▸ Point annotation dataset entries
□ □ □

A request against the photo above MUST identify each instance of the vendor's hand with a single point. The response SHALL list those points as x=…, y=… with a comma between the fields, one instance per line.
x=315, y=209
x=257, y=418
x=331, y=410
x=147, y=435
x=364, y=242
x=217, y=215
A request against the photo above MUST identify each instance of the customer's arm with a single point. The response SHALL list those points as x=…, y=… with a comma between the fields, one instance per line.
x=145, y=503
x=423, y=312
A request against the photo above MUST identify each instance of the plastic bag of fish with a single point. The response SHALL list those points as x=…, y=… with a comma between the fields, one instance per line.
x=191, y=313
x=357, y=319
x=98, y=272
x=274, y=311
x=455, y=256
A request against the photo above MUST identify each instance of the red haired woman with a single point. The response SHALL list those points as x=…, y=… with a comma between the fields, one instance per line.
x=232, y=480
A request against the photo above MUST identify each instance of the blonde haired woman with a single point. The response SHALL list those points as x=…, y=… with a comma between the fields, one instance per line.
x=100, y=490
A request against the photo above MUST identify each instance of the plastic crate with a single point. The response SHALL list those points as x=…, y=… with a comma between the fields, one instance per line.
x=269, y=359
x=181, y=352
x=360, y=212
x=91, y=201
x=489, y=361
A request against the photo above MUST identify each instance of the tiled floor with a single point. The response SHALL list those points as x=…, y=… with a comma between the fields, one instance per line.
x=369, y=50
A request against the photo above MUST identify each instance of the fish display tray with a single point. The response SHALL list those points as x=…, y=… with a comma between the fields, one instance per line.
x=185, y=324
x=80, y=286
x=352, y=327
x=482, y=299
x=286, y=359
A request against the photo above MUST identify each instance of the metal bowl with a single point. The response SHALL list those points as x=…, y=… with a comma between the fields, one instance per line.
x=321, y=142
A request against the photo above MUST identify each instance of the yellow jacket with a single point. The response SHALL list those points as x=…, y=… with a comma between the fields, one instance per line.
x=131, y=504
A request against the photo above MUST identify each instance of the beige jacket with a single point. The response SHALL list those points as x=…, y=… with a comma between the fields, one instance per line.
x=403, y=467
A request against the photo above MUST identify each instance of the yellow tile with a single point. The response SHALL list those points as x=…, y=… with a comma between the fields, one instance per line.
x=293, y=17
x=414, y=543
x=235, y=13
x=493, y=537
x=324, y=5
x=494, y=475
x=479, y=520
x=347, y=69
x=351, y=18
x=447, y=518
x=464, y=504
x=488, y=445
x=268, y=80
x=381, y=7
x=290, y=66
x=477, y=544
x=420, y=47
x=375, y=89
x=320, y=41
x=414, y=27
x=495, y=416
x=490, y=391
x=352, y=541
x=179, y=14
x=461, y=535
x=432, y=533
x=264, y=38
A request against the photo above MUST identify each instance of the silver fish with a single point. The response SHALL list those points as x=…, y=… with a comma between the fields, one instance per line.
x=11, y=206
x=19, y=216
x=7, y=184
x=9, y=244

□ □ □

▸ OBJECTIVE
Reproduce every one of the entries above word for word.

▸ SOLUTION
A request against the photo above MUST identify each instance of the vendor's hand with a single point. The response SHALL list those points as x=…, y=… with a comma between the fields, one instance per line.
x=315, y=209
x=257, y=418
x=331, y=410
x=147, y=435
x=364, y=242
x=217, y=215
A request against the photo above MUST identify each instance of the customer's arm with a single point. The response SHALL list those points as x=…, y=… with a comma between the fields, one instance per line.
x=145, y=503
x=423, y=312
A request against the photo above MUST identify each instance of the plastic bag of fish with a single point. The response SHALL list those points as x=…, y=… with a comma between the fields, one instance per line.
x=191, y=313
x=357, y=319
x=98, y=272
x=274, y=311
x=455, y=256
A request against the photo above MUST identify each instance of the red haired woman with a single point. The response SHALL list those points as x=…, y=… with a comma between the fields, one instance per line.
x=232, y=480
A request against the photo above MUST identify each instance of the blonde haired woman with a single point. The response SHALL list those points as x=…, y=… with a comma between the fields, one instance per line.
x=100, y=490
A request against the photo above MUST identify each instance of the plastic crate with a single point. The response SHALL list those points as x=…, y=… with a comma between the fields, one instance per line.
x=269, y=359
x=181, y=352
x=360, y=212
x=91, y=201
x=489, y=361
A request against the photo above MUST identify each instance of the tiled floor with a single point. The response SHALL list those points as x=…, y=… with a comma between the fields, one instance per line.
x=369, y=50
A request against the photo above MUST identify each instance of the fish display tray with a single point. The response SHALL list those points as x=…, y=… with a comma between the fields, one instance per line.
x=185, y=324
x=80, y=286
x=352, y=327
x=482, y=299
x=286, y=359
A request against the photo above MUST identify each instance of the metal bowl with a single point. The response SHALL list those points as x=…, y=… with a comma between the fields, one instance per line.
x=321, y=142
A request against the photo above MUST identify each instance of the yellow jacket with a single point. The response SHALL list those points as x=…, y=… with a comma between the fields, one instance per line.
x=131, y=504
A request against the photo above MUST identify each instance of the beige jacket with a single point. The response SHALL list those points as x=…, y=… with a comma between the fields, one instance per line.
x=403, y=467
A request against the photo above MUST identify each instance of the yellow tile with a single point. The response SHALL list those points as x=…, y=… with a comma between the fields, one instance per line.
x=293, y=17
x=414, y=543
x=235, y=13
x=493, y=537
x=324, y=5
x=494, y=475
x=479, y=520
x=347, y=69
x=351, y=18
x=447, y=518
x=464, y=504
x=488, y=445
x=268, y=80
x=381, y=7
x=290, y=66
x=477, y=544
x=420, y=47
x=375, y=89
x=320, y=41
x=414, y=27
x=495, y=416
x=490, y=391
x=352, y=541
x=179, y=14
x=461, y=535
x=432, y=533
x=264, y=38
A request against the photo above MUST identify each instance of the silver fish with a single point. The response SHALL list those points as x=…, y=… with a comma between the fields, one instance per line.
x=11, y=206
x=19, y=216
x=7, y=184
x=9, y=244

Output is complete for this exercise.